* Stated task: Reproduce every one of the following records line for line, with no changes.

* * * * *

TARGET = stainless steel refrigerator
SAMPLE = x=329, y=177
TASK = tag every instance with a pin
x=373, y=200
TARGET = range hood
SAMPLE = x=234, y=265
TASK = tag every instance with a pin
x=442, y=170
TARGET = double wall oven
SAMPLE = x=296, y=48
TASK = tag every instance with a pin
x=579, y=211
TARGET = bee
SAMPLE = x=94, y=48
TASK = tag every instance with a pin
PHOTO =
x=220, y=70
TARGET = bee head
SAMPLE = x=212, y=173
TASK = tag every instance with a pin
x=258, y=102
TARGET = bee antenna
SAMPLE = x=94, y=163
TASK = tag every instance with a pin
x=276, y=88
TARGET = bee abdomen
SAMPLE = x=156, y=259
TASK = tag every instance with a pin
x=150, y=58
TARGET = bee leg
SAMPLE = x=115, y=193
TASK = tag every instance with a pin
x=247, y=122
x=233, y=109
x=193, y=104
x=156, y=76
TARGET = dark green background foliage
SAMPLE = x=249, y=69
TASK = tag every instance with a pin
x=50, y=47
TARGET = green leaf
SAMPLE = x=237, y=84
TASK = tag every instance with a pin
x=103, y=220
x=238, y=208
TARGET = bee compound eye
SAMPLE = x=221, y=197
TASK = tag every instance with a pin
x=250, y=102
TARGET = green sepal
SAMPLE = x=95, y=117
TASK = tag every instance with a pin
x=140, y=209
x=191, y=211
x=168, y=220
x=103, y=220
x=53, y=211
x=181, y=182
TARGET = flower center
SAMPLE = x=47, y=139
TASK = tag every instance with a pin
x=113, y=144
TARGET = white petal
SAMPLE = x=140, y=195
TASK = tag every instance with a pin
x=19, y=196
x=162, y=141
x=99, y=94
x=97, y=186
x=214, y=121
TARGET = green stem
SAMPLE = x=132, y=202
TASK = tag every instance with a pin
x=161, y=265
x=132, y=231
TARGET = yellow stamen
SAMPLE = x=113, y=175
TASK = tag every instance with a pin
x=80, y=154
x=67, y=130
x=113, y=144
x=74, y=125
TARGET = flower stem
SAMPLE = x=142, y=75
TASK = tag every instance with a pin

* * * * *

* Result of this task:
TARGET = stainless steel refrigerator
SAMPLE = x=329, y=177
TASK = tag every instance with a pin
x=373, y=200
TARGET = range hood
SAMPLE = x=234, y=265
TASK = tag every instance with a pin
x=442, y=170
TARGET = double wall oven
SAMPLE = x=296, y=48
TASK = tag every instance with a pin
x=579, y=211
TARGET = bee
SAMPLE = x=94, y=48
TASK = tag every instance with a pin
PHOTO =
x=220, y=70
TARGET = bee head
SAMPLE = x=212, y=173
TASK = tag every instance with a pin
x=258, y=102
TARGET = bee antenna
SAMPLE = x=94, y=163
TASK = tag every instance with a pin
x=276, y=88
TARGET = bee abdomen
SAMPLE = x=156, y=259
TASK = tag every instance with a pin
x=150, y=58
TARGET = bee leg
SAMPLE = x=115, y=193
TASK = tag every instance with a pin
x=247, y=122
x=233, y=109
x=193, y=104
x=156, y=76
TARGET = dark green background foliage
SAMPLE = x=249, y=69
TASK = tag every instance with a pin
x=50, y=47
TARGET = green leaf
SAMPLE = x=237, y=84
TASK = tag every instance with a pin
x=103, y=220
x=238, y=208
TARGET = bee compound eye
SAMPLE = x=221, y=197
TASK = tag every instance with a pin
x=250, y=102
TARGET = green sepal
SAMPLE = x=95, y=117
TASK = tag every instance with a pin
x=140, y=209
x=191, y=211
x=168, y=220
x=103, y=220
x=53, y=211
x=181, y=182
TARGET = flower center
SAMPLE = x=47, y=139
TASK = tag every instance with a pin
x=113, y=144
TARGET = white petal
SAMPLE = x=140, y=195
TASK = tag every instance with a pin
x=19, y=196
x=162, y=141
x=99, y=94
x=97, y=186
x=214, y=121
TARGET = green stem
SAMPLE = x=132, y=202
TASK = tag every instance with a pin
x=161, y=265
x=132, y=231
TARGET = yellow stamen
SAMPLE = x=113, y=175
TASK = tag every instance with a pin
x=80, y=154
x=67, y=130
x=113, y=144
x=74, y=125
TARGET = flower stem
SAMPLE = x=142, y=75
TASK = tag every instance with a pin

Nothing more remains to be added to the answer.